Exercise description → Copy the data below line for line, leaving every character unchanged.

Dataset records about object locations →
** Start **
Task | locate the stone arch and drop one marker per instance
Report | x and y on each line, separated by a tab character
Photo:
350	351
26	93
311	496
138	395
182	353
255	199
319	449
** End **
Correct result →
Task | locate the stone arch and drop one marker per instance
Report | x and y on each line, separated by a tab character
Photo:
350	351
26	93
311	496
138	395
182	353
255	199
319	449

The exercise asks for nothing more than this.